# Supplied data
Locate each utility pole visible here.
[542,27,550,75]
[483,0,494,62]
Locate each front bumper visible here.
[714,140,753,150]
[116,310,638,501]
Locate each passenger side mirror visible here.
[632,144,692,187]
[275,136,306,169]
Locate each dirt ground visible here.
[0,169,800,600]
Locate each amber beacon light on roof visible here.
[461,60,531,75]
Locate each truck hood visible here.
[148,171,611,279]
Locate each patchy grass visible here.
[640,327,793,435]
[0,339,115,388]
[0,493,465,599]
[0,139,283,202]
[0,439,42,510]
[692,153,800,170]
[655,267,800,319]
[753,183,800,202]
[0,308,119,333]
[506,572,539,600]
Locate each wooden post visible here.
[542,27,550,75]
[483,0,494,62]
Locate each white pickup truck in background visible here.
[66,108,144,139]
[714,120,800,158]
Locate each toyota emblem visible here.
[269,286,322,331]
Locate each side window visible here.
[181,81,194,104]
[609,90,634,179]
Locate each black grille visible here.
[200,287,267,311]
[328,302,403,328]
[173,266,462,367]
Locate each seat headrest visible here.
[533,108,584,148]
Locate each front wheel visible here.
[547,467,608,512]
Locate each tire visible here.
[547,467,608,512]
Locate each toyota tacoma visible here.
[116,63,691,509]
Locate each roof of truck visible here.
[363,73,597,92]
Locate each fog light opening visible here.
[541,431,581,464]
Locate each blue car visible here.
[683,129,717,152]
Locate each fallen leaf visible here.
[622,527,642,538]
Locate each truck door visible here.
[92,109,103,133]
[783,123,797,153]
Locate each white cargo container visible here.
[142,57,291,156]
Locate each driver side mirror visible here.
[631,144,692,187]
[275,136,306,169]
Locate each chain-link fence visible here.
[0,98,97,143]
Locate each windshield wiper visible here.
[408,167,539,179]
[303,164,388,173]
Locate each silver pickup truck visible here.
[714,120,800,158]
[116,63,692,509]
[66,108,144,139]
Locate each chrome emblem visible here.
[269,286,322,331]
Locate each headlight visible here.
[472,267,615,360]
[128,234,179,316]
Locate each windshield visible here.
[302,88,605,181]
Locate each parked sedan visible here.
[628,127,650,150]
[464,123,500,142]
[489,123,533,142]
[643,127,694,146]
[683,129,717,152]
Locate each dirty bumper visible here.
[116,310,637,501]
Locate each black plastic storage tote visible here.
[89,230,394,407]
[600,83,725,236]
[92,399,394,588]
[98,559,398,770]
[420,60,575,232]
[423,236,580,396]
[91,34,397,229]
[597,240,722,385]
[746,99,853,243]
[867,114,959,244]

# The problem
Change every "Locate" in the items above to "Find" and write them all out again, leaving everything else the same.

# Written answer
Find each utility pole visible here.
[542,27,550,75]
[483,0,494,62]
Find each front bumper visible here.
[714,140,753,150]
[116,310,638,501]
Find each passenger side mirror visible here.
[632,144,692,187]
[275,136,306,169]
Find each dirt ground visible here.
[0,169,800,600]
Find each amber beacon light on roof visible here.
[461,60,531,75]
Find each truck hood visible here.
[148,171,611,279]
Find each patchy grass visible here.
[640,327,793,435]
[0,339,115,388]
[0,493,465,599]
[0,139,283,202]
[0,439,42,510]
[692,153,800,170]
[655,267,800,319]
[753,183,800,202]
[0,308,119,333]
[506,572,539,600]
Find each wooden post visible here.
[542,27,550,75]
[483,0,494,62]
Find each white pickup truck in background visible here.
[66,108,144,139]
[714,120,800,158]
Find each toyota emblem visible here.
[269,286,322,331]
Find each side window visible here.
[181,81,194,104]
[609,90,634,179]
Find each black grille visible here.
[200,287,267,311]
[328,302,403,328]
[173,266,462,367]
Find each seat headrest visible here.
[533,108,584,148]
Find each front wheel visible here.
[547,467,608,512]
Find each tire visible here.
[547,467,608,512]
Find each toyota tacoma visible here.
[116,63,691,509]
Find each roof of truck visible here.
[363,73,597,92]
Find each fog light opening visible here.
[541,431,581,464]
Find each blue car visible here.
[683,129,717,152]
Find each fallen leaf visible here.
[622,527,642,538]
Find each truck door visible here.
[92,109,103,133]
[783,123,797,153]
Find each white cargo container visible here.
[142,57,291,156]
Find each driver side mirror visible here.
[631,144,692,187]
[275,136,306,169]
Find each chain-link fence visible here.
[0,98,97,143]
Find each windshield wiper visible here.
[408,167,539,179]
[303,164,388,173]
Find each silver pickup truck visible here.
[714,120,800,158]
[116,63,692,509]
[66,108,144,139]
Find each chrome emblem visible here.
[269,286,322,331]
Find each headlight visible here.
[472,267,615,360]
[128,234,179,316]
Find each windshield visible here.
[302,88,605,181]
Find each parked sedan visible here.
[628,127,650,150]
[464,123,500,142]
[489,123,533,142]
[643,127,694,146]
[683,129,717,152]
Find each dirty bumper visible here.
[116,310,637,501]
Find each black plastic storage tote visible here.
[89,230,394,407]
[600,83,725,236]
[92,399,394,588]
[98,559,398,770]
[420,60,575,232]
[423,236,580,396]
[91,34,397,229]
[597,240,722,385]
[746,99,853,243]
[867,114,959,244]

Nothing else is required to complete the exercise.